Material supplied:
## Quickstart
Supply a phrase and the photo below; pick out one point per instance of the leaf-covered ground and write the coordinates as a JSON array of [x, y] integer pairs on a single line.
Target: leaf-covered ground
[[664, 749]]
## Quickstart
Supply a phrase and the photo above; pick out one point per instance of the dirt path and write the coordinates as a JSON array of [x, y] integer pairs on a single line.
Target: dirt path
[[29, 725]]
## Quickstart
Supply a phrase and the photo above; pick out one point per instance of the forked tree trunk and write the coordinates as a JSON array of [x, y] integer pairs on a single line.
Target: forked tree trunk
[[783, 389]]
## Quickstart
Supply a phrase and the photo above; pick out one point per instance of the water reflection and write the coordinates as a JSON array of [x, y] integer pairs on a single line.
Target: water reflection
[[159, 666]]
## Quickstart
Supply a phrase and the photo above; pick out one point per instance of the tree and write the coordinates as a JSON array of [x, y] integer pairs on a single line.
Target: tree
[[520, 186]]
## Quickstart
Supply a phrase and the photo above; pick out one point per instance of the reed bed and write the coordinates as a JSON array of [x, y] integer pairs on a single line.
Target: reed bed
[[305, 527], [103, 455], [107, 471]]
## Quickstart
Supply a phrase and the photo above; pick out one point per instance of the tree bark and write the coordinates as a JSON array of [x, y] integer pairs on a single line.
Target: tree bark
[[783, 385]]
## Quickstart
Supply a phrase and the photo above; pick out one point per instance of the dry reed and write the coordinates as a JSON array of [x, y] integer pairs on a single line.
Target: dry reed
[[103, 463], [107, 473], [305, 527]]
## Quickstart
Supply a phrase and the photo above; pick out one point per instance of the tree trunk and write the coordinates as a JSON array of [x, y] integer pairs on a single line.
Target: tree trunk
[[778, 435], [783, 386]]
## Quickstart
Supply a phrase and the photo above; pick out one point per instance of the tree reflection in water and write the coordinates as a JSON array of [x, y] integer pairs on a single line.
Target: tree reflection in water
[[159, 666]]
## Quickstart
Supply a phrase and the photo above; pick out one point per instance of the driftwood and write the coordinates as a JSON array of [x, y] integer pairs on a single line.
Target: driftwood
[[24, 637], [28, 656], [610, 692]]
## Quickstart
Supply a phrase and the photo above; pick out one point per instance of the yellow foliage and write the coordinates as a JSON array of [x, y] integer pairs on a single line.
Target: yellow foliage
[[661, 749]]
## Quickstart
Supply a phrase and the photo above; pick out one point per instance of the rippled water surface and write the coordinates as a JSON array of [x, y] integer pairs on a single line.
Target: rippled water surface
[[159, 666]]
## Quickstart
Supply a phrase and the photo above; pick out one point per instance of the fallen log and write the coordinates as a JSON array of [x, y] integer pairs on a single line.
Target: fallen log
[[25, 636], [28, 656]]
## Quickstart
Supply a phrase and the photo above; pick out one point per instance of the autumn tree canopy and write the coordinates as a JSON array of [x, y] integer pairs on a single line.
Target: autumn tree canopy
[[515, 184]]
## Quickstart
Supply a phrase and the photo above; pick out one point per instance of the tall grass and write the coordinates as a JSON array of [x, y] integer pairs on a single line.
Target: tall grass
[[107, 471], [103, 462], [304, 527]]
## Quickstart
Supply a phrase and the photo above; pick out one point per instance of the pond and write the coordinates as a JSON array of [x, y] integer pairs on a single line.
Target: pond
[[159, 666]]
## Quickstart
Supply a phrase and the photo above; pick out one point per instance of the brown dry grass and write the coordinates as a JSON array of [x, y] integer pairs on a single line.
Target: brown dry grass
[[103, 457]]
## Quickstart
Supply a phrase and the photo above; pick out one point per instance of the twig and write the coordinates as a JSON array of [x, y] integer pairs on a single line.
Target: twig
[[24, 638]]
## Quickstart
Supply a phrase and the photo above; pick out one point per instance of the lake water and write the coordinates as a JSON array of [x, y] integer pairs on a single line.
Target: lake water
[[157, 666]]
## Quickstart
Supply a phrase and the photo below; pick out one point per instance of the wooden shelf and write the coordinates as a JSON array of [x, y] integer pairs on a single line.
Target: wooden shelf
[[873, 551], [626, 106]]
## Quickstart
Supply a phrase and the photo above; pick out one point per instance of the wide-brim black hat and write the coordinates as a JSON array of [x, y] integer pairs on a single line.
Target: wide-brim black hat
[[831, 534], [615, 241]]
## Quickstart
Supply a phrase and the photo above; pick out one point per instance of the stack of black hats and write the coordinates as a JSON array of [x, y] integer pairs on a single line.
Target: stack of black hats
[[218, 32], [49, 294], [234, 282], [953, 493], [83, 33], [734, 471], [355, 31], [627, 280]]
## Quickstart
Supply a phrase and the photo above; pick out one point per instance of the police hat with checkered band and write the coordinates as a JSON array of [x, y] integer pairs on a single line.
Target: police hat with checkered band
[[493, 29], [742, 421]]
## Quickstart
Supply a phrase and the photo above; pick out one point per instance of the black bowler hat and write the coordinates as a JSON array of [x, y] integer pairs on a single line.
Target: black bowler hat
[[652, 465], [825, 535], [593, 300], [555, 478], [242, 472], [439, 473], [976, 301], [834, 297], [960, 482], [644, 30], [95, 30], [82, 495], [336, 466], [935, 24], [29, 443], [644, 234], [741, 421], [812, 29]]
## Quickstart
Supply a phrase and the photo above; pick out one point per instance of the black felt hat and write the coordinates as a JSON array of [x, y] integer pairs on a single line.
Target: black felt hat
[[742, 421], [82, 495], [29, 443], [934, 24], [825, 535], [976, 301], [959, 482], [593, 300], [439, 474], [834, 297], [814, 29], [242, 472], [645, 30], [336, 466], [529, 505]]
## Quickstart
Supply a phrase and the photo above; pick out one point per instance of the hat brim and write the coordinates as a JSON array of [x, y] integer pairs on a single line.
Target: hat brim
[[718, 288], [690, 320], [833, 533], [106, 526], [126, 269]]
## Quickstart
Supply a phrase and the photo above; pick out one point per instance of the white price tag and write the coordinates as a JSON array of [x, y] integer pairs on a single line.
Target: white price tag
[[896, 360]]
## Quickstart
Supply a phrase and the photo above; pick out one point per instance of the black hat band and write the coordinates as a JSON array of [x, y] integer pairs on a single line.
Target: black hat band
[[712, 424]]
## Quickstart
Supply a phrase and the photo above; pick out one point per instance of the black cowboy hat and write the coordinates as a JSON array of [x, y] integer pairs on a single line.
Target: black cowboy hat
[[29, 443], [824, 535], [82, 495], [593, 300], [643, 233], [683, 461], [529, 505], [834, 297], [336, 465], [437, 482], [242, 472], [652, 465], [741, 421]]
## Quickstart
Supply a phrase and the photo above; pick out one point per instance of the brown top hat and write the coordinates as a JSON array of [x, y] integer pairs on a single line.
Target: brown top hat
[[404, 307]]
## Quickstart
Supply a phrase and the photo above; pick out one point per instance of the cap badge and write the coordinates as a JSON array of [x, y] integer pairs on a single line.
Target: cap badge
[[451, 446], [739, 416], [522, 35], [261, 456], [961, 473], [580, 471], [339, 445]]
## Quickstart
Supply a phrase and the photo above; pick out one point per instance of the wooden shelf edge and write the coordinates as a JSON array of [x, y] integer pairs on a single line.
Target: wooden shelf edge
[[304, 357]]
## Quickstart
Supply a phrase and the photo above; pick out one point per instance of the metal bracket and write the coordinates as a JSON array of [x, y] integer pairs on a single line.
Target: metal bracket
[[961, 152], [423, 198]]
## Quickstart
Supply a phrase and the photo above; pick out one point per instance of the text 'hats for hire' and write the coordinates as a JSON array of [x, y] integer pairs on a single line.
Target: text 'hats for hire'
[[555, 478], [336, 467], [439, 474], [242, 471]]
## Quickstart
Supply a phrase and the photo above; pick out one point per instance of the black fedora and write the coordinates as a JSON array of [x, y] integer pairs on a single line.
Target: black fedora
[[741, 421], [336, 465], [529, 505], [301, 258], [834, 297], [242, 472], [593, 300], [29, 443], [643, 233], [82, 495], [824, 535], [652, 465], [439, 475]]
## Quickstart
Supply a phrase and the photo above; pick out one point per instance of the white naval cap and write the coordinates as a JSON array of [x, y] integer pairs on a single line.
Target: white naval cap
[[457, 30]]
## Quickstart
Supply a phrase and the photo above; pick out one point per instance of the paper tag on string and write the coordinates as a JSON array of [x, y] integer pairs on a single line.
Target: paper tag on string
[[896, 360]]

Problem statement:
Select and copy every line in the items that contains the string "tall". Matching is case-sensitive.

Solution:
Supply a phrase and the photo above; pick out one point per instance of the tall grass and write the coordinates as a JSON array of [x, y] integer pairs on a single line.
Target: tall grass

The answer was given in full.